_WHAT YOU NEED TO DO_. Count the lines in the records below that contain the string "uniform", with uppercase and lowercase treated as different. Reply with the number alone.

Position annotation records:
· · · · · · ·

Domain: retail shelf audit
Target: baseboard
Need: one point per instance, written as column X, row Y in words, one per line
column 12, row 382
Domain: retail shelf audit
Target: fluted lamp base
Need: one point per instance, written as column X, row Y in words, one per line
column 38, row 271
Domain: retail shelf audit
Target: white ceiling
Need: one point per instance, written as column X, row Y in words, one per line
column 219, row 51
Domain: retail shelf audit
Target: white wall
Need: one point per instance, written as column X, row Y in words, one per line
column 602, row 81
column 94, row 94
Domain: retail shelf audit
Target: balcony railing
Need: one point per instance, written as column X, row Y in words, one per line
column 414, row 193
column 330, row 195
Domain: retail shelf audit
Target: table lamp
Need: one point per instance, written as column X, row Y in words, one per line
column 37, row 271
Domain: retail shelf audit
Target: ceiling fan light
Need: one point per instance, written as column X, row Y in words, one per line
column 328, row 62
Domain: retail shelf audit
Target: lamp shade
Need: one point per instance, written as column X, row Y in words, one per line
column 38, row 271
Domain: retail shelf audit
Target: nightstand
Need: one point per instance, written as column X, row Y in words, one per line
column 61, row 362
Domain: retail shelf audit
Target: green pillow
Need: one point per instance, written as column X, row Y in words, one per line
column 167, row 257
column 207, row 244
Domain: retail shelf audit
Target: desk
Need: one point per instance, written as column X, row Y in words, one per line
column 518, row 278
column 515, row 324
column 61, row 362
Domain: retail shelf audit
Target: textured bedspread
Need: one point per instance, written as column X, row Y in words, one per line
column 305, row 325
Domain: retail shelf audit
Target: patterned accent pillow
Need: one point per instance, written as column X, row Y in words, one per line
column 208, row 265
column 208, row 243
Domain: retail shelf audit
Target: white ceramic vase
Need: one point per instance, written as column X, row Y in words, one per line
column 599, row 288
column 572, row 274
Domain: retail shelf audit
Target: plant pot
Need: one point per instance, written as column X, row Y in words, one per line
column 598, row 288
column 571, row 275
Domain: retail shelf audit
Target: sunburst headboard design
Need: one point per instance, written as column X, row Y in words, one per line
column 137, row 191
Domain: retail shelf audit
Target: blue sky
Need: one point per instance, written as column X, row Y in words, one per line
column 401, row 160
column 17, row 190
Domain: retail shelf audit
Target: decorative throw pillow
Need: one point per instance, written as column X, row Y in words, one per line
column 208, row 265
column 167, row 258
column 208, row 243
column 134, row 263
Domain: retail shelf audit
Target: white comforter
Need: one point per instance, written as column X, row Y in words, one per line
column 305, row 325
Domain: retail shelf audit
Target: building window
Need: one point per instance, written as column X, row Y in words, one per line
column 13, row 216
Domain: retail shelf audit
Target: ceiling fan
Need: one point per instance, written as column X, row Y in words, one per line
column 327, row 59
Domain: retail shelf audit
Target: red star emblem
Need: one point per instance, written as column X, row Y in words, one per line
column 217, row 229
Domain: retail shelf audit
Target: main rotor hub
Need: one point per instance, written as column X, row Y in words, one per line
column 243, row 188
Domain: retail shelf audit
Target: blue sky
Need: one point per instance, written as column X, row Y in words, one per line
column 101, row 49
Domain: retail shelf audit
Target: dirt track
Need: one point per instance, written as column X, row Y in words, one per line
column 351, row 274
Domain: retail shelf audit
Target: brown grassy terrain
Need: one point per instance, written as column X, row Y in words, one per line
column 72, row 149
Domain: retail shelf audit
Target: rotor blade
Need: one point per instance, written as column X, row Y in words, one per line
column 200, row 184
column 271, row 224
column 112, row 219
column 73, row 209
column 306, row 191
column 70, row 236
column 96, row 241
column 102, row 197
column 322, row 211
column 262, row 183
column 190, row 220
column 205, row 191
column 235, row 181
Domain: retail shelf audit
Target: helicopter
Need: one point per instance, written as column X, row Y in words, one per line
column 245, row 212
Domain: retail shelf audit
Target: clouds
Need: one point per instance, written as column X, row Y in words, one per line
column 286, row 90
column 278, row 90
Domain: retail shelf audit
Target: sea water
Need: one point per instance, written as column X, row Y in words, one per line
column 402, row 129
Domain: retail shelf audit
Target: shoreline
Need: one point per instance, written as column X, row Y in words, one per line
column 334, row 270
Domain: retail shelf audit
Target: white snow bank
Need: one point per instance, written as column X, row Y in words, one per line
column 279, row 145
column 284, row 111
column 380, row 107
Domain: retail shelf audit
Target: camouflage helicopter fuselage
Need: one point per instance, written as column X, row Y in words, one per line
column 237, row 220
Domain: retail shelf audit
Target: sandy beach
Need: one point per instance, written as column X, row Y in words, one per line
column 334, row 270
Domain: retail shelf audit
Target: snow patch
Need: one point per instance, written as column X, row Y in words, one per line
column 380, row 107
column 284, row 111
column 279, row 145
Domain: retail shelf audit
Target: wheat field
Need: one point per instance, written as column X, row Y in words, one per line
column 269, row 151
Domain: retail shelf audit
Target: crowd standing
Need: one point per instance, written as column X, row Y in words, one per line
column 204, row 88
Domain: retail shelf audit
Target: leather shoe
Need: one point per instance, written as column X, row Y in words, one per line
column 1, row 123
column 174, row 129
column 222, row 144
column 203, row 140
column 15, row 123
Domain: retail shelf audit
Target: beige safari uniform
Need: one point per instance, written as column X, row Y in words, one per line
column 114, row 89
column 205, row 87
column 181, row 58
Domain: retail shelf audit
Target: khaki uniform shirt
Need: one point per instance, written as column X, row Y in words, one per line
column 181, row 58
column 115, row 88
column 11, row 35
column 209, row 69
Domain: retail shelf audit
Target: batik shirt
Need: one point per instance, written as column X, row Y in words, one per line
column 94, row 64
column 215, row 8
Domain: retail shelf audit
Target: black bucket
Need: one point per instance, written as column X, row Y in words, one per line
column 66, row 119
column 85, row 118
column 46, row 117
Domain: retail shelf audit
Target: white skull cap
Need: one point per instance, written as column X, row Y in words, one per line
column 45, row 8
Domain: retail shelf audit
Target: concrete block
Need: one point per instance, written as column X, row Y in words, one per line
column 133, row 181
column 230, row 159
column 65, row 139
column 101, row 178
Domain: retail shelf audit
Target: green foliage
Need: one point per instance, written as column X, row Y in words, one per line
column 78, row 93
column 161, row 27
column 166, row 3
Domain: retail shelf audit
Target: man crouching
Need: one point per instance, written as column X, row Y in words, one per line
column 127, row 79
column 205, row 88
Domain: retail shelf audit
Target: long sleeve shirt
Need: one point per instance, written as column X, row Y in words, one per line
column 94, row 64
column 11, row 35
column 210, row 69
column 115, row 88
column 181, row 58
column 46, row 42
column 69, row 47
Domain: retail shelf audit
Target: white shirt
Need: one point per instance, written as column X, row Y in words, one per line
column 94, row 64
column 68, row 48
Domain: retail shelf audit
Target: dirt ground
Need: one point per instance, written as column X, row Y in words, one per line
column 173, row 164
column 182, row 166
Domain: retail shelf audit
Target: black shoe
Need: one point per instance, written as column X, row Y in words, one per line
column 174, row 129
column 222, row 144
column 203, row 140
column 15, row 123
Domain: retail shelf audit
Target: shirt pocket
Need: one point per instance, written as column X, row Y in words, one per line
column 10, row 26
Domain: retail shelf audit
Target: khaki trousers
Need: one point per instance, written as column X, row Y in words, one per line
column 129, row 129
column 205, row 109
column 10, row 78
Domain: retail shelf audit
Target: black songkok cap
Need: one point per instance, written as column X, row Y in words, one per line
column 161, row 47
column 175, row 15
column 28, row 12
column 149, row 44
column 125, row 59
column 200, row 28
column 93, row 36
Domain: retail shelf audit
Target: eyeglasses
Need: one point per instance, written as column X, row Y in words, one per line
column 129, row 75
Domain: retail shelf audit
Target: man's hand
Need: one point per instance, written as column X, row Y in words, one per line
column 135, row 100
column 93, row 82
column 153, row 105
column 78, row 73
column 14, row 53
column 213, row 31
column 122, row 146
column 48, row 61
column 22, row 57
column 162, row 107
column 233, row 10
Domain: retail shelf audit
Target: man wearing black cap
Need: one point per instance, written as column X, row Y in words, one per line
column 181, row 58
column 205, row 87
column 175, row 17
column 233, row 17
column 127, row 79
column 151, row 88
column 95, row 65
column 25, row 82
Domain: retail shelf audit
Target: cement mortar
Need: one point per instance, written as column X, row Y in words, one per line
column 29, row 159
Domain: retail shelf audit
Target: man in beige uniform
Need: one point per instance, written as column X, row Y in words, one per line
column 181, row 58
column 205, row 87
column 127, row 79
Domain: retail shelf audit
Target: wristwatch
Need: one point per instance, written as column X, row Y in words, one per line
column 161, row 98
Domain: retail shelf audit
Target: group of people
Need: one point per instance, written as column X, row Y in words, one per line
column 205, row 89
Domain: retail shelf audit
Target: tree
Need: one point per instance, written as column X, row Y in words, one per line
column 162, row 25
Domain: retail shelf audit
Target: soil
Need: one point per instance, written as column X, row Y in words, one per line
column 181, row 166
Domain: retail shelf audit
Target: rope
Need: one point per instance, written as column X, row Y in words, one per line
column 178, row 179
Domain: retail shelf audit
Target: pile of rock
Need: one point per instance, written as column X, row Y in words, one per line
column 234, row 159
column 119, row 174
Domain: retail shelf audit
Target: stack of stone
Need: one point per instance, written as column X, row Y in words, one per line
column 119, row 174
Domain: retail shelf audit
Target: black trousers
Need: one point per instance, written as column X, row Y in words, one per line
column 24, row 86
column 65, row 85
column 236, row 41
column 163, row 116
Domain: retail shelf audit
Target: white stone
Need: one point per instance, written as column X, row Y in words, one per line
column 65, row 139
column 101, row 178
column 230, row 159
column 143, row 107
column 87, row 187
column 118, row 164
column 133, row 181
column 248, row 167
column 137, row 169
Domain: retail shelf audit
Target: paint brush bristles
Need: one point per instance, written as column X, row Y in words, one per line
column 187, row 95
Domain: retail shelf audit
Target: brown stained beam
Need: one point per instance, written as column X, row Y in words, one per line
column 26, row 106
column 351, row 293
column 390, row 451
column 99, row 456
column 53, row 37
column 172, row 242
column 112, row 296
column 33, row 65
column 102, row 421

· · · · · · ·

_FINISHED TASK_. 3